§ **Text provided**
Copper pipe pinhole leak. Trouble ahead?

Pinhole leaks are easy to deal with, but after we had a couple that appeared at very inconvenient times - one the morning we were leaving for a vacation, the other occurring while we were on vacation and giving a section of the basement a good soaking -the unfinished part of the basement - we decided it was worth it to "blow the dough" to not have to deal with this issue again and replaced all the copper plumbing with PVC.
 
This thread is scaring me. I (personally) replaced all of the galvanized iron pipe in our 1929 house with copper about 15 years ago. I figured I was done forever!


I did use thick-wall copper (type L, if memory serves), so I guess I have that going for me!
 
At house age 30, we had one pinhole leak in copper pipe. It was in the hot water vertical running down from water heater output down to the heavy-wall copper tubing that goes under the slab. For me it was the easiest to replace the whole section, along with ell on top and horizontal pipe stub with male thread adapter that the water heater flexible attaches to. All soldered of course, no problem. Replacing the whole thing gave me the luxury of working from an open end, rather than trying to splice in a middle with no give.

It's been some years since, no further problems. On that section of pipe that had the pin hole, there were an awful lot of green flux stains. What did the guy do, apply it with a caulking gun? Spray? Never saw so much stains before. I certainly don't do that. Other remodeling work I have done on this house has not turned up any over-fluxed messes like that.

§ **Given records**

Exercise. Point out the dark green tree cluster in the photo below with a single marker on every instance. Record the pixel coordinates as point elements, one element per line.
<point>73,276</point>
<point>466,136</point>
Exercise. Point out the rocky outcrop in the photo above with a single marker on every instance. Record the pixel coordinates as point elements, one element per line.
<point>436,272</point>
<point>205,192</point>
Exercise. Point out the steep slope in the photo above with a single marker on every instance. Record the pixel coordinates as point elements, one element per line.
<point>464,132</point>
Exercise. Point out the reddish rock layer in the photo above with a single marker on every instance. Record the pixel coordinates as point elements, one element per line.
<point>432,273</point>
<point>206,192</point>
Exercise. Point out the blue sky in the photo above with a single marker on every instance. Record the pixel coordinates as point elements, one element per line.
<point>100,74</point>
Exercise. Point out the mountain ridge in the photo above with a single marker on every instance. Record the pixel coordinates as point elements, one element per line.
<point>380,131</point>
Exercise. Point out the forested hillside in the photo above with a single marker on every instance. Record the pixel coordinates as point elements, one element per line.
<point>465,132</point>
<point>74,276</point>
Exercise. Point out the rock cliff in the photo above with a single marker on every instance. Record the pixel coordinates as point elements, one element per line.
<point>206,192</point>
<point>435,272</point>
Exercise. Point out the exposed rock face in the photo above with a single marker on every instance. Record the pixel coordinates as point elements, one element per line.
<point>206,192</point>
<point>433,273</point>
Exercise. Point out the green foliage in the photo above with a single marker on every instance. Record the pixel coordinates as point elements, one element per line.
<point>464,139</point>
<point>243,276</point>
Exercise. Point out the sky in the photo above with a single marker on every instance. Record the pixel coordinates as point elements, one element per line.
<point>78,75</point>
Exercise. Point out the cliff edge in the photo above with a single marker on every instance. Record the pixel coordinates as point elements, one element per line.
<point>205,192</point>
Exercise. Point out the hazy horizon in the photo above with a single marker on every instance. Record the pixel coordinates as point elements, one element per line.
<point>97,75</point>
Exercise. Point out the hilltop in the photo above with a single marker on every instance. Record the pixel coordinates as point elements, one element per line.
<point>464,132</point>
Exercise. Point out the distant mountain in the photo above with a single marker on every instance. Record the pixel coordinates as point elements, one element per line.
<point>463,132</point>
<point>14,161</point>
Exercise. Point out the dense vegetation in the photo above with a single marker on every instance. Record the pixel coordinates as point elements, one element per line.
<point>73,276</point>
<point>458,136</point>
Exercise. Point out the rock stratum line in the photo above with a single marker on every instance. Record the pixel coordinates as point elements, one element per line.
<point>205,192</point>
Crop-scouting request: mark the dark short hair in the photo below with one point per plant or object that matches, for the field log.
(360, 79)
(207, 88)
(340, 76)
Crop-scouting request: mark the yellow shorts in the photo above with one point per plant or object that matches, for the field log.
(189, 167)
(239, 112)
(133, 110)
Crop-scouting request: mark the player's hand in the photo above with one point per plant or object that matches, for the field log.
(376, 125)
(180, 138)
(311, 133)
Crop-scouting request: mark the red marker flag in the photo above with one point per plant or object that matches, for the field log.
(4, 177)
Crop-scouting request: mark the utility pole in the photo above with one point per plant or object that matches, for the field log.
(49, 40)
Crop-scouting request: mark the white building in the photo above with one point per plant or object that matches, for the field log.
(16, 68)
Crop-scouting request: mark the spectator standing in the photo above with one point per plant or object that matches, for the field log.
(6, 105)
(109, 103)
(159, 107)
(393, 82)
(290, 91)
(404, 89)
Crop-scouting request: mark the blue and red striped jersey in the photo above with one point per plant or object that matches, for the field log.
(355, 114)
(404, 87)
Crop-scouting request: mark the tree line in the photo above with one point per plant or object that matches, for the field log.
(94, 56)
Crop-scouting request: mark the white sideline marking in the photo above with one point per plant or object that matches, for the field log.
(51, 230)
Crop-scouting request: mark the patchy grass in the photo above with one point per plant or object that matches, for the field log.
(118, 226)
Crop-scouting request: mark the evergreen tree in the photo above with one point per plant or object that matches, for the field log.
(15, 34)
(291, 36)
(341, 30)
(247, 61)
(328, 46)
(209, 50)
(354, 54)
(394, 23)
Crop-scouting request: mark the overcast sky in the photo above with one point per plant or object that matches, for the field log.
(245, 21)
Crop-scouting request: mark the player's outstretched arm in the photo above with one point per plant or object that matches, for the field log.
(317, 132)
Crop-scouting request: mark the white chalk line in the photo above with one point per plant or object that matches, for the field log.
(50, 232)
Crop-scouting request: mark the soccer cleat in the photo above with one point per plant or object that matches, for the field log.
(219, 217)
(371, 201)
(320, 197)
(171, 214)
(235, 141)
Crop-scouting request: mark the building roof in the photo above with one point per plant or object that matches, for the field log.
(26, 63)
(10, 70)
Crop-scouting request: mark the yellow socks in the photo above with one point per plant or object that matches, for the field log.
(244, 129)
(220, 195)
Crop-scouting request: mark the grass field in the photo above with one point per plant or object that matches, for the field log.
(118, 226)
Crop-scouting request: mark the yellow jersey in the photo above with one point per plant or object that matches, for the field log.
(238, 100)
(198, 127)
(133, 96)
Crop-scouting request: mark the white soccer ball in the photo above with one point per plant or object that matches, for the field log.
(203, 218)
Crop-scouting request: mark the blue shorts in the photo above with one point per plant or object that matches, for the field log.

§ **Your objective**
Repeat, word for word, the passage from the copper pipe leak discussion that opens with the words containing "Copper pipe pinhole" and closes with "was done forever!".

§ **Correct answer**
Copper pipe pinhole leak. Trouble ahead?

Pinhole leaks are easy to deal with, but after we had a couple that appeared at very inconvenient times - one the morning we were leaving for a vacation, the other occurring while we were on vacation and giving a section of the basement a good soaking -the unfinished part of the basement - we decided it was worth it to "blow the dough" to not have to deal with this issue again and replaced all the copper plumbing with PVC.
 
This thread is scaring me. I (personally) replaced all of the galvanized iron pipe in our 1929 house with copper about 15 years ago. I figured I was done forever!